• **DATA SUPPLIED**

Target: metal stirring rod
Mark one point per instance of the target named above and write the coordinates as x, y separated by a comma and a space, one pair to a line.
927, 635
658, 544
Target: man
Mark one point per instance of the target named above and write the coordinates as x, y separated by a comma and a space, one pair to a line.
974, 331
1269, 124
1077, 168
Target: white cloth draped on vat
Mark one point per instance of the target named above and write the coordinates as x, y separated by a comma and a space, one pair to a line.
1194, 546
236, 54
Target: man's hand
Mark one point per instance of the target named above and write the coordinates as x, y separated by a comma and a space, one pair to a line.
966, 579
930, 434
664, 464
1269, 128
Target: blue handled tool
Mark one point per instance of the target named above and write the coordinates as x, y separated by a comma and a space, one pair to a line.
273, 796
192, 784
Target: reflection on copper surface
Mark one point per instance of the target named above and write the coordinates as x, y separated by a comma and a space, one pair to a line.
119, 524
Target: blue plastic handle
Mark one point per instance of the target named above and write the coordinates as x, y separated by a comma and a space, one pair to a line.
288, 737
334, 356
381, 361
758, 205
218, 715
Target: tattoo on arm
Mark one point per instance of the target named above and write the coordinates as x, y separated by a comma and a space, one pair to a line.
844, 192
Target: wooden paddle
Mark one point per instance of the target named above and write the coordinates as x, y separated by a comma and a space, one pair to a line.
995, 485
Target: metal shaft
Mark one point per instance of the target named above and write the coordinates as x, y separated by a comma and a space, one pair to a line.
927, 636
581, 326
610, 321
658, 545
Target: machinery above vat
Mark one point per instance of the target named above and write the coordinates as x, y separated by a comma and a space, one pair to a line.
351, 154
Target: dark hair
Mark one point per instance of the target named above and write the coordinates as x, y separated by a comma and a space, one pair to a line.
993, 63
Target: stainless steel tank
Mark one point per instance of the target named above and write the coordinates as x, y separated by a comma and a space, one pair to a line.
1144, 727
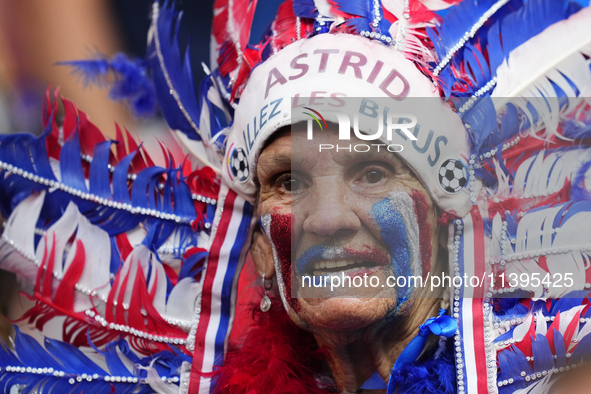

• **INSTRUCTIONS FOR THE TASK**
For this exercise, copy every line of the data that holds "blue".

• **ANSWER**
Target: blue handled tool
Target: blue plastic handle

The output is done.